Discurso que Bento XVI pronunciou durante o encontro que manteve com os jovens no domingo 17 de junho de 2009, diante da Basílica de Santa Maria dos Anjos, em Assis.


Queridos jovens
Obrigado pela vossa hospitalidade tão calorosa, sinto em vós a fé, sinto a vossa alegria de ser cristãos católicos! Obrigado pelas palavras carinhosas e pelas importantes perguntas que os vossos dois representantes me dirigiram. Durante este encontro espero dizer algo sobre estas perguntas da vida; portanto, agora não posso dar uma resposta exaustiva, mas procuro dizer algo, e sobretudo saúdo todos vós, jovens desta Diocese de Assis-Nocera Umbra-Gualdo Tadino, com o vosso Bispo, D. Domenico Sorrentino. Saúdo-vos, jovens de todas as Dioceses da Úmbria, aqui reunidos com os vossos Pastores. Saúdo-vos, naturalmente, também a vós jovens vindos de outras regiões da Itália, acompanhados pelos vossos animadores franciscanos. Dirijo uma saudação cordial ao Cardeal Attilio Nicora, meu Legado para as Basílicas papais de Assis, e aos Ministros-Gerais das várias Ordens franciscanas.
Acolhe-nos aqui, juntamente com Francisco, o coração da Mãe, a “Virgem que se fez Igreja”, como ele gosta de invocá-la (cf. Saudação à Bem-Aventurada Virgem Maria, 1: FF 259).
Francisco tinha um afecto especial pela pequena igreja da Porciúncula, conservada nesta Basílica de Santa Maria dos Anjos. Ela foi uma das igrejas que ele se empenhou a reparar nos primeiros anos da sua conversão e onde ouviu e meditou o Evangelho da missão (cf. 1 Cel I, 9, 22: FF 356)
Depois dos primeiros passos de Rivotorto, foi aqui que ele instituiu o “quartel-general” da Ordem, onde os frades pudessem reunir-se como que no seio materno, para se regenerarem e voltarem a partir repletos de impulso apostólico. Aqui obteve para todos uma fonte de misericórdia, na experiência do “grande perdão”, do qual todos nós temos sempre necessidade. Aqui, finalmente, viveu o seu encontro com a “irmã morte”.
Prezados jovens, vós sabeis que o motivo que me trouxe a Assis foi o desejo de reviver o caminho interior de Francisco, por ocasião do VIII centenário da sua conversão. Este momento da minha peregrinação tem um significado particular. Pensei neste momento como o ápice do meu dia. São Francisco fala a todos, mas sei que tem precisamente por vós, jovens, uma atracção especial.
Confirma-o a vossa presença tão numerosa, assim como as interrogações que me apresentastes. A sua conversão teve lugar quando estava na plenitude da sua vitalidade, das suas experiências e dos seus sonhos. Tinha transcorrido vinte e cinco anos sem decifrar o sentido da vida. Poucos meses antes de morrer, recordará aquele período como o tempo em que “vivia nos pecados” (cf. 2 Test 1: FF 110).

### Material apresentado
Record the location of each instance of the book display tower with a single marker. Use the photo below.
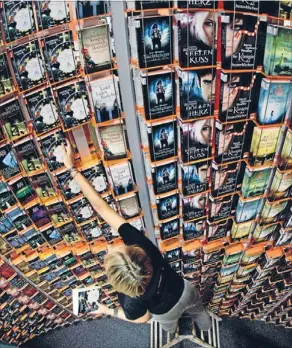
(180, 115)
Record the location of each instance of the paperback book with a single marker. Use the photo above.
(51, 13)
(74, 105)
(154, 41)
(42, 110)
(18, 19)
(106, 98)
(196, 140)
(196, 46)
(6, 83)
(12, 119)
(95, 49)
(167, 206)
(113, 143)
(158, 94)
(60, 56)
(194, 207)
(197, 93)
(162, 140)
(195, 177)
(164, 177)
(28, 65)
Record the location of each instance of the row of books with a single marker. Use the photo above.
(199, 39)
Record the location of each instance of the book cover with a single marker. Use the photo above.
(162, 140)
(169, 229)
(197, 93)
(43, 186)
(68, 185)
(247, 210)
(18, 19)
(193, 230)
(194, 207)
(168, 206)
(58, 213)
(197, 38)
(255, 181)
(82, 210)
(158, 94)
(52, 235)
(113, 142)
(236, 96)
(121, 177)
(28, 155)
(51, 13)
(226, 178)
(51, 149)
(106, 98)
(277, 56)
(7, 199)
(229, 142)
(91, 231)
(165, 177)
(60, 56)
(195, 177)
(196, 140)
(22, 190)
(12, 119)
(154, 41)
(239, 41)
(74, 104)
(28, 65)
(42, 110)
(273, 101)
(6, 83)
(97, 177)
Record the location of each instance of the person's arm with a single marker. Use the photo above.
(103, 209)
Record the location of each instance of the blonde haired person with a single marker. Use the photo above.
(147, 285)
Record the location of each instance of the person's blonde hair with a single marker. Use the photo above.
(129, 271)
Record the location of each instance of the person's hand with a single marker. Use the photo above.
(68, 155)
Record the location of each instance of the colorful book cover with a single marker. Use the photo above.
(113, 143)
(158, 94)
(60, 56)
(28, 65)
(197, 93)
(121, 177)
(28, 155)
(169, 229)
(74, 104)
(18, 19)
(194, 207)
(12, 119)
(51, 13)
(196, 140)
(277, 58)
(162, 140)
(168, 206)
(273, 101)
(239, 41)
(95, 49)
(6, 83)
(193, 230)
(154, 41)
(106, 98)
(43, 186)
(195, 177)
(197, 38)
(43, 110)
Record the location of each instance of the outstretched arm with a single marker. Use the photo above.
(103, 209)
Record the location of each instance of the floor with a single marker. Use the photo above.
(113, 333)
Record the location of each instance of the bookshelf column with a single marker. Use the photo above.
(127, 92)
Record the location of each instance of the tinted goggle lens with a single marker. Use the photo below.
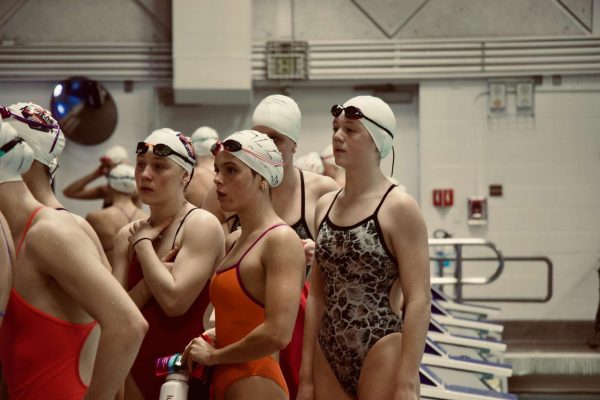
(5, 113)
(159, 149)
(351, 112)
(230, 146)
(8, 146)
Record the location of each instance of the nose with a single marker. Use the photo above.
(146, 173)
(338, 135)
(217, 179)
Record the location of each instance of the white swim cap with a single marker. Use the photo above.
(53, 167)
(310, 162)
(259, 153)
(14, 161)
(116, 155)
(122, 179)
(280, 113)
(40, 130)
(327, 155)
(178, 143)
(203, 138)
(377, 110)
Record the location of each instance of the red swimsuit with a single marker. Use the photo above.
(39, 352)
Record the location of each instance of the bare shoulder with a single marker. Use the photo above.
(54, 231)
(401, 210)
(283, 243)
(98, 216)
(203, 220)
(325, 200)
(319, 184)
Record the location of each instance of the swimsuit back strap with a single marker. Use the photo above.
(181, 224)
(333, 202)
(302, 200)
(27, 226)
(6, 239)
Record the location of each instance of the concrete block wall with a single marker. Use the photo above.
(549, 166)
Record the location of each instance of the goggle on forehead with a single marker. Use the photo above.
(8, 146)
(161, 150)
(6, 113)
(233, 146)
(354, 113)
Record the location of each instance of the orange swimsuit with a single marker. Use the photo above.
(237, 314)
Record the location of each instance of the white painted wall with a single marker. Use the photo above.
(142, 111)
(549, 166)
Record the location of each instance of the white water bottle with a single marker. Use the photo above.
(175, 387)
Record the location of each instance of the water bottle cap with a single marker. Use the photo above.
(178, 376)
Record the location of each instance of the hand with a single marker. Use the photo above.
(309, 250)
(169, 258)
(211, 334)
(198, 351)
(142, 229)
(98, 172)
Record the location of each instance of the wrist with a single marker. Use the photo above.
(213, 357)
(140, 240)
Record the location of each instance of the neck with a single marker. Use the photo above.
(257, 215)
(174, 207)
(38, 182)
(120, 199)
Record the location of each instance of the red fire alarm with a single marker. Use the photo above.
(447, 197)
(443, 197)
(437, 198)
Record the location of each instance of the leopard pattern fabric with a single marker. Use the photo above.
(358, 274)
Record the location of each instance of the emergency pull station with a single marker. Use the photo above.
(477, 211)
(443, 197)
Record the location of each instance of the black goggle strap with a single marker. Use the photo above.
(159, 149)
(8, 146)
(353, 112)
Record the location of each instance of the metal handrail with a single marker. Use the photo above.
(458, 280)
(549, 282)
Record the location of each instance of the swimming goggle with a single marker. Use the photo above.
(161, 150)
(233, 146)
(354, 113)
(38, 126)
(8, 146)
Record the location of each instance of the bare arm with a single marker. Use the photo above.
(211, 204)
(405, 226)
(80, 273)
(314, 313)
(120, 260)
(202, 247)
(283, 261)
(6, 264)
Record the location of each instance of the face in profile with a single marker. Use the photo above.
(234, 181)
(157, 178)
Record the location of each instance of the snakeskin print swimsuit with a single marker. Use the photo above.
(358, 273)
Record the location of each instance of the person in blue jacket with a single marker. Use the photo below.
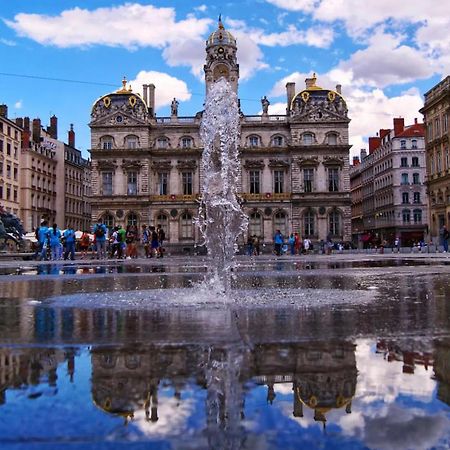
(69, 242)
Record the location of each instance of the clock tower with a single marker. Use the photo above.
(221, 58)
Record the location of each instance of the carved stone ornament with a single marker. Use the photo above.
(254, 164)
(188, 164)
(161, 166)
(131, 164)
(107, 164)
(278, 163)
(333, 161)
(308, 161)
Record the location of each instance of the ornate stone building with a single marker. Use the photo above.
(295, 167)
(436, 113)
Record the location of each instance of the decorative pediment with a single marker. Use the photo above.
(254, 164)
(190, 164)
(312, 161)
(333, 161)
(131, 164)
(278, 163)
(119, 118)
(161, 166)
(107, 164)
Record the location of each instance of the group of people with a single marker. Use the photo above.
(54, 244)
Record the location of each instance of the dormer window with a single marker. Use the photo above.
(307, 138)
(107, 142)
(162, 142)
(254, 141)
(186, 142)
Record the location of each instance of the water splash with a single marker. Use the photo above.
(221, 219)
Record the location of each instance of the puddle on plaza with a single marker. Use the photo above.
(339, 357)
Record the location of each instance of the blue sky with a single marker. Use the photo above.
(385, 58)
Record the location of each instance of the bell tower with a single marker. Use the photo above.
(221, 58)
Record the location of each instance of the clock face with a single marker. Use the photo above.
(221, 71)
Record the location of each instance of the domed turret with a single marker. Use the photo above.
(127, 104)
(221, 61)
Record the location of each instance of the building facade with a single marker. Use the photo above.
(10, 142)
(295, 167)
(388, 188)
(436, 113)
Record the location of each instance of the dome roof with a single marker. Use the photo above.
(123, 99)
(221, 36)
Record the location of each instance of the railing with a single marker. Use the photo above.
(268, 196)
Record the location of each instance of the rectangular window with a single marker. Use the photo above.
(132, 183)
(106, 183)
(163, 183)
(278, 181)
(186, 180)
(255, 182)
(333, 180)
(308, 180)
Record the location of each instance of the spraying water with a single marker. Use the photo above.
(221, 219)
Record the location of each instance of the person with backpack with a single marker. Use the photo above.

### Partes do exercício
- A) Extraia do discurso aos jovens em Assis o trecho que vai de "Prezados jovens, vós" até "uma atracção especial.", inclusive, sem mudar nada.
- B) Continue o discurso aos jovens em Assis a partir da última frase apresentada.
Não é preciso usar o material para fazer estas tarefas.

### Lista de respostas
- A)
Prezados jovens, vós sabeis que o motivo que me trouxe a Assis foi o desejo de reviver o caminho interior de Francisco, por ocasião do VIII centenário da sua conversão. Este momento da minha peregrinação tem um significado particular. Pensei neste momento como o ápice do meu dia. São Francisco fala a todos, mas sei que tem precisamente por vós, jovens, uma atracção especial.

- B)
Em que pensava, Francisco, quando falava de pecados? Segundo as biografias, cada uma das quais tem um seu perfil, não é fácil determiná-lo. Um retrato eficaz do seu modo de viver encontra-se na Legenda dos três companheiros, onde se lê. “Francisco era muito alegre e generoso, dedicado aos jogos e aos cantos, perambulava pela cidade de Assis dia e noite com amigos do seu cunho, tão generoso ao gastar, que dissipava em almoços e outras coisas aquilo que podia ter ou ganhar” (3 Comp 1, 2: FF 1396). De quantos jovens, nos nossos dias, não se poderia dizer algo de semelhante? Além disso, hoje há a possibilidade de ir divertir-se muito além da própria cidade.
As iniciativas de lazer durante os fins de semana reúnem muitos jovens. Pode-se “perambular” também virtualmente, “navegando” na internet, procurando informações ou contactos de todos os tipos. Infelizmente, não faltam aliás, existem muitos, demasiados! jovens que procuram paisagens mentais tanto fátuos como destruidores nos paraísos artificiais da droga. Como negar que são numerosos os jovens, e não jovens, tentados a seguir de perto a vida do jovem Francisco, antes da sua conversão? Por detrás daquele modo de viver havia o desejo de felicidade que habita cada coração humano. Mas podia aquela vida dar a alegria verdadeira? Francisco certamente não a encontrou. Estimados jovens, vós mesmos podeis fazer esta verificação a partir da vossa experiência. A verdade é que as coisas finitas podem dar centelhas de alegria, mas somente o Infinito pode encher o coração. Disse-o outro grande convertido, Santo Agostinho: “Criastes-nos para Vós, ó Senhor, e o nosso coração está inquieto, enquanto não descansa em Vós” (Confissões, 1, 1).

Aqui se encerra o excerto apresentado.